*Document passage*:

Intrasphincteric botulinum toxin versus pneumatic balloon dilation for treatment of primary achalasia.

Author information

1
University of Michigan Medical Center, Division of Gastroenterology, Ann Arbor, Michigan 48109, USA.

Abstract

GOALS:

Despite a high success rate, pneumatic dilatation for achalasia is accompanied by a significant risk of esophageal perforation. Injection of botulinum toxin (botox) into the lower esophageal sphincter (LES) can lead to improvement in symptoms with reduced risk of complications. Direct comparisons of the two techniques are needed to define their role in clinical management.

*Exercise directions*: Copy out the abstract excerpt on botulinum toxin versus pneumatic dilation for achalasia word for word, in full.

[Saved entries]
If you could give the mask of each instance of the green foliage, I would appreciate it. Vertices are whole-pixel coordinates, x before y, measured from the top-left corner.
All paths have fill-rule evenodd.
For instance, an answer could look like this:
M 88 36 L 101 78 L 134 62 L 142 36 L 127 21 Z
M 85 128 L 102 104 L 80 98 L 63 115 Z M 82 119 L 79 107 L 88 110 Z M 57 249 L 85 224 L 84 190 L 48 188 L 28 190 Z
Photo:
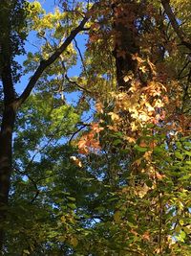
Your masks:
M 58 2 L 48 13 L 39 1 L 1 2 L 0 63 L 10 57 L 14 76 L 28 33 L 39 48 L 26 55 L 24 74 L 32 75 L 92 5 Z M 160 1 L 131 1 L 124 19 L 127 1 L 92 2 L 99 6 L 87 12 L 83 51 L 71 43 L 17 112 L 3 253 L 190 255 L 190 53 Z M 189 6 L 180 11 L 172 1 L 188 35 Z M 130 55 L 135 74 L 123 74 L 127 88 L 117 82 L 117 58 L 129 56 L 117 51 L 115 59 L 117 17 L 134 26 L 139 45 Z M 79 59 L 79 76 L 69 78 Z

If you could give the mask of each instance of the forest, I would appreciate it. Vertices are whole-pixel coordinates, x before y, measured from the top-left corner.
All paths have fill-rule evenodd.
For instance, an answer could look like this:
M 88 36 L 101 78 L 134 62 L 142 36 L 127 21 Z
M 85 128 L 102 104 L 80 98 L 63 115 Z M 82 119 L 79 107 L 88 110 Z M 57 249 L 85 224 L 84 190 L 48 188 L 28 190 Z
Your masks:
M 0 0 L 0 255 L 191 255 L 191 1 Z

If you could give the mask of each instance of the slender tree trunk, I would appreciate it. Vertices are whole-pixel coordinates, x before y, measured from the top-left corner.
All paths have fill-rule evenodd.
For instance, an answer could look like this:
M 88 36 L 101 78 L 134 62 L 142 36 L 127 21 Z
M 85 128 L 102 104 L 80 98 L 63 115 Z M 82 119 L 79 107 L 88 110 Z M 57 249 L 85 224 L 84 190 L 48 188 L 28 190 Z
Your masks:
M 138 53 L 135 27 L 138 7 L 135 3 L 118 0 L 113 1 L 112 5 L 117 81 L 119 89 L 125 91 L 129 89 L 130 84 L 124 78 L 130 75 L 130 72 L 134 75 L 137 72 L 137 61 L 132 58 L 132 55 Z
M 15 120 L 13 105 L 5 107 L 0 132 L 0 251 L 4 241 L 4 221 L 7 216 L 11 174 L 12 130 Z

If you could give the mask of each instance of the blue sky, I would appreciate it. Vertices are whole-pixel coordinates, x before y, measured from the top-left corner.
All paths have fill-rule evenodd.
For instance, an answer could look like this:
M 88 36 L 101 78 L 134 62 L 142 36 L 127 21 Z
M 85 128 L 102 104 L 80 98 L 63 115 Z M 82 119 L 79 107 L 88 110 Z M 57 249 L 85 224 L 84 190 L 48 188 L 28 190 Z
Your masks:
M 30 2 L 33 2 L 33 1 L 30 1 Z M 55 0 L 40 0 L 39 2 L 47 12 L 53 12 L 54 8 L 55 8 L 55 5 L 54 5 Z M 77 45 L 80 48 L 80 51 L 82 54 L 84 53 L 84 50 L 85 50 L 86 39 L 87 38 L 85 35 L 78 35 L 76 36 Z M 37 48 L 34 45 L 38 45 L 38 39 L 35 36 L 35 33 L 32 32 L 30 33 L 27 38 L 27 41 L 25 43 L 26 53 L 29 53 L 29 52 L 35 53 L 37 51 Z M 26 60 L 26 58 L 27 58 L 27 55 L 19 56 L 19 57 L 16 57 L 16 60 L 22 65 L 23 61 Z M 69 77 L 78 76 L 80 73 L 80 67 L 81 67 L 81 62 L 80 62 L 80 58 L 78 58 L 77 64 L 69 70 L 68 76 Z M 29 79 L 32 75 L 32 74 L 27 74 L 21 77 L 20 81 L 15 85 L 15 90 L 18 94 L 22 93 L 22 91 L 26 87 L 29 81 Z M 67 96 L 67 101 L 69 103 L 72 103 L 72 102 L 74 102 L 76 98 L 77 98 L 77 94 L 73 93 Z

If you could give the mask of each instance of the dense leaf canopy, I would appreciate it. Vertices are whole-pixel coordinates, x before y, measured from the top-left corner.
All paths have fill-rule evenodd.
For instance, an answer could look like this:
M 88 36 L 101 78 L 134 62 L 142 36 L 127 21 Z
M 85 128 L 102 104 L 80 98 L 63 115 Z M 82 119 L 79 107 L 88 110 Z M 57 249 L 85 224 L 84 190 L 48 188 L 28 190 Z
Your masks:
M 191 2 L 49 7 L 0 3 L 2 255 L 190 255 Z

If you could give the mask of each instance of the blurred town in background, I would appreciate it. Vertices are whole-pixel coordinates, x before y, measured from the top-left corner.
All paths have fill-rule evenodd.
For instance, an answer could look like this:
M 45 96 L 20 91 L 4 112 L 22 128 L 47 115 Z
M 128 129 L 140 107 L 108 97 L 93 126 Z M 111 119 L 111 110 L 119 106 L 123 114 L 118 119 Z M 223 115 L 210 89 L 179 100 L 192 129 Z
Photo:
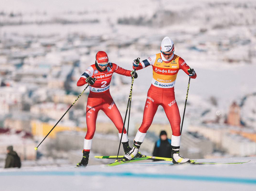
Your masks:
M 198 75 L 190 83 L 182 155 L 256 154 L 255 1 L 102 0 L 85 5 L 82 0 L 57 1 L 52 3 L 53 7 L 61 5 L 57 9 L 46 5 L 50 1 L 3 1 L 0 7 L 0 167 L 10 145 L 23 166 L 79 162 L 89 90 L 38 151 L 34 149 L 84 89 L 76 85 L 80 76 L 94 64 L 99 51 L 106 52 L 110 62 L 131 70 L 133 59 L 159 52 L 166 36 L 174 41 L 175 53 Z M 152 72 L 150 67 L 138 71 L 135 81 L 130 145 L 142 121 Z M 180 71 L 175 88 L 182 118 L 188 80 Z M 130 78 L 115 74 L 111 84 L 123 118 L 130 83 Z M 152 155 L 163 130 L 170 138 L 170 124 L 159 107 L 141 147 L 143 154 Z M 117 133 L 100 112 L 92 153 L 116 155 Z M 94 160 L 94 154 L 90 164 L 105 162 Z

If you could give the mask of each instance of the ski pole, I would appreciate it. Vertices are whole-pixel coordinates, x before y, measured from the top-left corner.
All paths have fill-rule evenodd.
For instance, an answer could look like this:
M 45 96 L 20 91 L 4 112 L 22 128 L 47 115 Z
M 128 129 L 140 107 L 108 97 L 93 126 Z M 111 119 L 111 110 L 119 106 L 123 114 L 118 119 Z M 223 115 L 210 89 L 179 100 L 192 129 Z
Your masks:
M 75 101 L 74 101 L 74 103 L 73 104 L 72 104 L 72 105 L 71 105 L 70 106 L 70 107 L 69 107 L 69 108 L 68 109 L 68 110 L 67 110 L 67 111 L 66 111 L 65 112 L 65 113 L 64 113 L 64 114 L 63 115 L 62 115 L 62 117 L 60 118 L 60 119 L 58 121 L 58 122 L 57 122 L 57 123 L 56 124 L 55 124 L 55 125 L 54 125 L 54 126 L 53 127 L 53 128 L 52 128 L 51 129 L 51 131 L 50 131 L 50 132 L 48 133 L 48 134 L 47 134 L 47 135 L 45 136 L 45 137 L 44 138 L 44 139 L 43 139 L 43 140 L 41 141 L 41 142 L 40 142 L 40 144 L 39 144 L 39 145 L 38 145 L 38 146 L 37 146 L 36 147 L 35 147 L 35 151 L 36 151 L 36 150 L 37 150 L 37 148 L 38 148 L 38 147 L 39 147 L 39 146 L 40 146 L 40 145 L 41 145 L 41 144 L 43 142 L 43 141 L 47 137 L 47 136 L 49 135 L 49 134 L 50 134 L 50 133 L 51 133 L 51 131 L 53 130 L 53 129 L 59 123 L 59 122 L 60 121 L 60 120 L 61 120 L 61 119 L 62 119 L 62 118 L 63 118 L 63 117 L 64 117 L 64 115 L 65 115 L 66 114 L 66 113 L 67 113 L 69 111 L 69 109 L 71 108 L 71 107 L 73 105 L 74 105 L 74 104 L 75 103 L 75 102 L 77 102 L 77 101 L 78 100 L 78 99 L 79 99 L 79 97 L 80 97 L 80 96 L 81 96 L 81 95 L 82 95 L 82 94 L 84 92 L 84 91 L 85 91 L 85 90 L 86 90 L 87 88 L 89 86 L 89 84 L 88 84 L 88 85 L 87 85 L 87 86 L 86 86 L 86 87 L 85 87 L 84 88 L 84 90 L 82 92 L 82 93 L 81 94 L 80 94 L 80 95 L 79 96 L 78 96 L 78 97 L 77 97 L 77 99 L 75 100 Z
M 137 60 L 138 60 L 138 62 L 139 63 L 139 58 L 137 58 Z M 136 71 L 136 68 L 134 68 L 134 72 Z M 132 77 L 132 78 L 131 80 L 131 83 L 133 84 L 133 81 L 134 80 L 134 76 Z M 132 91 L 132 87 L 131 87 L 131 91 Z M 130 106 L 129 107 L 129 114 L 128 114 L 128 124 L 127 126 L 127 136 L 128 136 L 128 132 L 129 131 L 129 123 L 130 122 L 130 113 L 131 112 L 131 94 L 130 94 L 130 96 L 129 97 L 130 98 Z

*Your response*:
Intrasphincteric botulinum toxin versus pneumatic balloon dilation for treatment of primary achalasia.

Author information

1
University of Michigan Medical Center, Division of Gastroenterology, Ann Arbor, Michigan 48109, USA.

Abstract

GOALS:

Despite a high success rate, pneumatic dilatation for achalasia is accompanied by a significant risk of esophageal perforation. Injection of botulinum toxin (botox) into the lower esophageal sphincter (LES) can lead to improvement in symptoms with reduced risk of complications. Direct comparisons of the two techniques are needed to define their role in clinical management.